EXERCISE OBJECTIVE: Reproduce the data in the stretch from the line containing "Should any jersey" through the end of the data, both ends included and the requests unchanged, adjusting every bounding box coordinate in the answers by -10.

□ □ □ □ □

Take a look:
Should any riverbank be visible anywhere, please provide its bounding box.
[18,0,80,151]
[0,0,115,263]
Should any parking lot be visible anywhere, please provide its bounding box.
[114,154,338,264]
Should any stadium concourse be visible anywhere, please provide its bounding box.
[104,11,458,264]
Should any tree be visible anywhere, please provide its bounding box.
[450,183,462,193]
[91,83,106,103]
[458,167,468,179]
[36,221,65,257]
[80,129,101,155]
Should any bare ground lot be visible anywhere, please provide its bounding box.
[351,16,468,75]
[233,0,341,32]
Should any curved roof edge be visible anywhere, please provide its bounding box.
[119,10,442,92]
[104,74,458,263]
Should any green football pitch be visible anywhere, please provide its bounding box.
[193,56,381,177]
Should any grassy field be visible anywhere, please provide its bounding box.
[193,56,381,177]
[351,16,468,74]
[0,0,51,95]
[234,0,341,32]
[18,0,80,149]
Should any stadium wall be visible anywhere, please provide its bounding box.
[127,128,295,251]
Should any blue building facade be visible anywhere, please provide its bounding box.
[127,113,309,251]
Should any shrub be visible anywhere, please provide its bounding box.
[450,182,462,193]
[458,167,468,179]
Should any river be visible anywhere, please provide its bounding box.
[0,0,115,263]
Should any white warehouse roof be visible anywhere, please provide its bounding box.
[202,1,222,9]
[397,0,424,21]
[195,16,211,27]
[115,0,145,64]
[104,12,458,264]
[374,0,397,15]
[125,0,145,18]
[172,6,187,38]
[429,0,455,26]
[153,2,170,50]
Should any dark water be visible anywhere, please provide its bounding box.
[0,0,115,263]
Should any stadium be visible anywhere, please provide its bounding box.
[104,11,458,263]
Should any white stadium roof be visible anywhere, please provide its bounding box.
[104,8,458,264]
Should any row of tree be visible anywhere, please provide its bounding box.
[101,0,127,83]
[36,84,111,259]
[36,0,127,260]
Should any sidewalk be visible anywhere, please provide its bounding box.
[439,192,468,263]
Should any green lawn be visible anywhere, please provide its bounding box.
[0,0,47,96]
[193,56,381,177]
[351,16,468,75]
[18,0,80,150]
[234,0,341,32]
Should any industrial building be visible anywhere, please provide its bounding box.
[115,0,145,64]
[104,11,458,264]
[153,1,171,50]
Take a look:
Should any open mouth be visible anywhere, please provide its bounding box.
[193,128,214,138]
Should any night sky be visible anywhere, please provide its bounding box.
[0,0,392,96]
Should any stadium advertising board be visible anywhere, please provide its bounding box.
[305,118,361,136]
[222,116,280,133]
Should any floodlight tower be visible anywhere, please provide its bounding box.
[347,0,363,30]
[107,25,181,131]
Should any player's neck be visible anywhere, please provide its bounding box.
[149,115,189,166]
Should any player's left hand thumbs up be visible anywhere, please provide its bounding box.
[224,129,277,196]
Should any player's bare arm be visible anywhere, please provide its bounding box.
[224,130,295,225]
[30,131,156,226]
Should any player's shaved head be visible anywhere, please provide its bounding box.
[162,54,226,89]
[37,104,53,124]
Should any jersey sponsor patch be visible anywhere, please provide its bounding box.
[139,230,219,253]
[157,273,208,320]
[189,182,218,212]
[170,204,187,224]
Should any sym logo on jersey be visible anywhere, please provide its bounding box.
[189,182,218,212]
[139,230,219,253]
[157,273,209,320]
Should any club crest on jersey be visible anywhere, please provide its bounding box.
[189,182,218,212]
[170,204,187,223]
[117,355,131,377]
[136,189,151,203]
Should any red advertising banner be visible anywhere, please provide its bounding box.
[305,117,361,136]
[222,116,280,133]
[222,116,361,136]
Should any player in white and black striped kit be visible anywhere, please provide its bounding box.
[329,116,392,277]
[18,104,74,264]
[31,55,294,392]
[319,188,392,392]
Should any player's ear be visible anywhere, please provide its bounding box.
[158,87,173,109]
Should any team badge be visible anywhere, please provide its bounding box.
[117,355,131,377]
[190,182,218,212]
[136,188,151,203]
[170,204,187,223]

□ □ □ □ □

ANSWER TO THIS TASK:
Should any jersey sponsor patch be visible anywhere, please provide its bounding box.
[129,220,209,243]
[147,263,198,310]
[179,172,208,202]
[160,194,177,214]
Should any sym logo on jersey be visible anywhere, please provide its bounding box.
[179,172,208,202]
[129,220,209,243]
[147,263,199,310]
Should any club crest on jersey be visible anywhere, please provide its bounding box.
[179,172,208,202]
[160,194,177,213]
[107,345,121,367]
[126,179,141,193]
Should any red advertising banner be visible anywhere, please provide its bounding box.
[295,107,351,126]
[212,106,270,123]
[212,106,351,126]
Should any player in white and black striped kit be visible anywhere, please provide its bounding box.
[319,106,382,267]
[8,94,64,254]
[21,45,284,382]
[309,178,382,382]
Should any player's ear be visible anywhere, please provide its bounding box.
[148,77,163,99]
Should any team badge be visible anywhere, please provide its bounding box.
[107,345,121,367]
[180,172,208,202]
[126,178,141,193]
[160,194,177,213]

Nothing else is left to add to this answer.